→ **What you will do**
The result should be an exact copy of the entries below, free of pictures.

→ **Exercise data**
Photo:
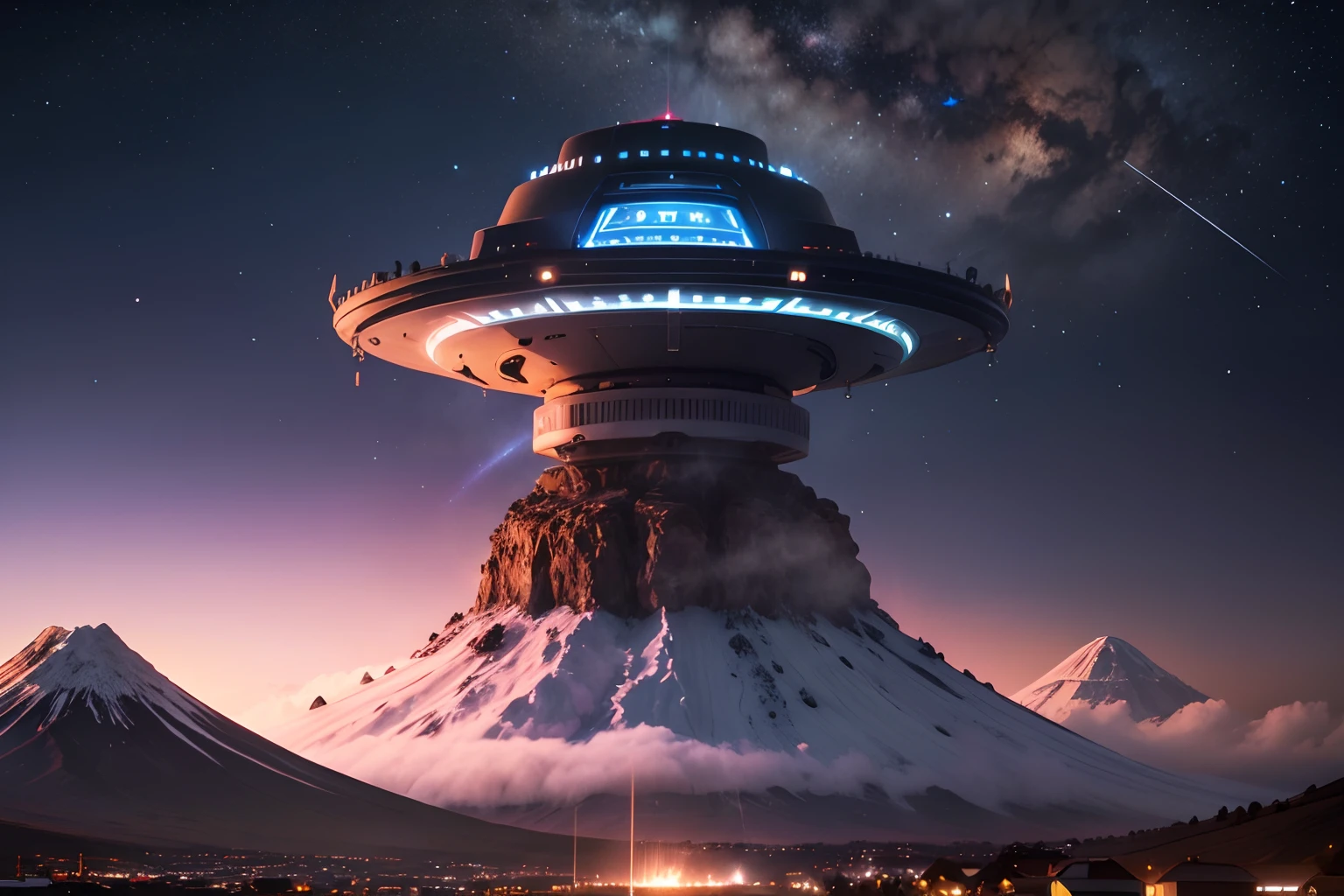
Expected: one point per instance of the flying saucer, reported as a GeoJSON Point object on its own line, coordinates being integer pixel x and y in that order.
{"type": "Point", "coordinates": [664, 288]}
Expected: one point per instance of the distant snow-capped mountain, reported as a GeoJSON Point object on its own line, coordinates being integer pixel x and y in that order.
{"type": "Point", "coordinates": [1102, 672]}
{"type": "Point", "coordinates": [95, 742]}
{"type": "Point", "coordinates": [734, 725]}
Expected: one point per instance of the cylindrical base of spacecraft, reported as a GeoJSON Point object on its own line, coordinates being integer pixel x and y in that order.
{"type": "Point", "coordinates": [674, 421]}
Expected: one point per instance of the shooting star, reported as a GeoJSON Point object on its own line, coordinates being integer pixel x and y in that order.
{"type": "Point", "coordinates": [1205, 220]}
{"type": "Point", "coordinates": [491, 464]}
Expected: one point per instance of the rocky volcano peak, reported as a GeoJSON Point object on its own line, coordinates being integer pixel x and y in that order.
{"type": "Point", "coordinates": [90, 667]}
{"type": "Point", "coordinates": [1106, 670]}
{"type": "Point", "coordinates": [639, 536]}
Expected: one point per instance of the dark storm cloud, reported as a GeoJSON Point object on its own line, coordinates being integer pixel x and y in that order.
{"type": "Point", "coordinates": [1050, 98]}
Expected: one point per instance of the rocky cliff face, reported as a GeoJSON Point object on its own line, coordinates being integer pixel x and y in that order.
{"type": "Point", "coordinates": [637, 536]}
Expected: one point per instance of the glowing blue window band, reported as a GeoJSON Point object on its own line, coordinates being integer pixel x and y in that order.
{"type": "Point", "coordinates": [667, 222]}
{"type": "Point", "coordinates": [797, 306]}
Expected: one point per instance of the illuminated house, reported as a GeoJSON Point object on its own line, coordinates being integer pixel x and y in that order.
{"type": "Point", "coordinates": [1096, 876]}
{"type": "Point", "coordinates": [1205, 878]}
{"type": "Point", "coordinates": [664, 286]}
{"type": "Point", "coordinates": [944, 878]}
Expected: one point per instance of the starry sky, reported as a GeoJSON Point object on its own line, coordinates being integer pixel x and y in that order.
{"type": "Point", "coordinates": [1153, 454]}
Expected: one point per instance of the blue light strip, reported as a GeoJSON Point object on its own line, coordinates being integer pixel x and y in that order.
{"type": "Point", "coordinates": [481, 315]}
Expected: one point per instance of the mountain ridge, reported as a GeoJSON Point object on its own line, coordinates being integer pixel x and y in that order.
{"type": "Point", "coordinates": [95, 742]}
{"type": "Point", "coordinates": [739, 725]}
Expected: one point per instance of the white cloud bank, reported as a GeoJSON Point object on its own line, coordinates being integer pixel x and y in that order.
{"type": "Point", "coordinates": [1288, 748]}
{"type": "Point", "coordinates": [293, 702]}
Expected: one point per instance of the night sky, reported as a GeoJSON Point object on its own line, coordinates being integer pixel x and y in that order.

→ **Answer section**
Photo:
Expected: one point per instance of the flying saucer, reported as a GeoJSON Point object on its own line, coordinates being integer pixel x and y in that order.
{"type": "Point", "coordinates": [664, 288]}
Expected: one point per instance of the distant snow-capped mountain, reported as a GeoJSON Point object on its own line, coordinates being integer pixel x and y in that order.
{"type": "Point", "coordinates": [1102, 672]}
{"type": "Point", "coordinates": [95, 742]}
{"type": "Point", "coordinates": [734, 725]}
Expected: one point per instance of the cylindrical base of spacecraft, reported as a GeoJSON Point object on its own line, coordinates being integer pixel x and y in that order.
{"type": "Point", "coordinates": [674, 421]}
Expected: one point per instance of the shooting star, reported as a GeoJSON Point object on its own line, coordinates being integer pixel x and y in that order.
{"type": "Point", "coordinates": [1205, 220]}
{"type": "Point", "coordinates": [491, 464]}
Expected: one point per instance of the rocky volcano peak, reported as a GeoJSON Point object on its own line, coordinates being integer pixel x and y in that order.
{"type": "Point", "coordinates": [90, 667]}
{"type": "Point", "coordinates": [1106, 670]}
{"type": "Point", "coordinates": [639, 536]}
Expected: one point per instance of the dark storm cloud, reported as a GeoJSON Point object on its own line, coordinates being integer pixel x and y in that order.
{"type": "Point", "coordinates": [1050, 98]}
Expected: one point per instance of the rocky cliff face, reported as a GeoJSON Point object on its own line, coordinates being integer pixel x and y in that order.
{"type": "Point", "coordinates": [637, 536]}
Expected: one point per instance of the glowing blue window band, reported as a GeoJSON Point object on its own line, coordinates being integer pixel x and y in that order.
{"type": "Point", "coordinates": [667, 222]}
{"type": "Point", "coordinates": [797, 306]}
Expected: one point per instance of the illuminated house, reported as a GeoJSON Point object on its own line, coordinates being integer pixel x and y in that order.
{"type": "Point", "coordinates": [1096, 876]}
{"type": "Point", "coordinates": [1205, 878]}
{"type": "Point", "coordinates": [664, 286]}
{"type": "Point", "coordinates": [944, 878]}
Expected: one point per instance of the starry sky, reported as a GeoJSON Point object on its own line, coordinates being integer pixel x and y in that order.
{"type": "Point", "coordinates": [1153, 454]}
Expected: one point per instance of the blue light strip, reported as a GeoJSON Point object on its own line, coordinates being integer pixel x and y in that order.
{"type": "Point", "coordinates": [481, 315]}
Expected: one point per instance of the mountain ridge, reported as a GeoJSON Point object on its own line, coordinates being integer pixel x and y in that order.
{"type": "Point", "coordinates": [95, 742]}
{"type": "Point", "coordinates": [739, 725]}
Expected: one point per instance of the white cloud bank, reported as a GeoJSON Point object on its own line, coordinates being integer pixel x and y in that order.
{"type": "Point", "coordinates": [1288, 748]}
{"type": "Point", "coordinates": [293, 702]}
Expected: one point per instance of the night sky, reported as a GeoJSON Point object on its own line, coordinates being integer pixel x and y in that order.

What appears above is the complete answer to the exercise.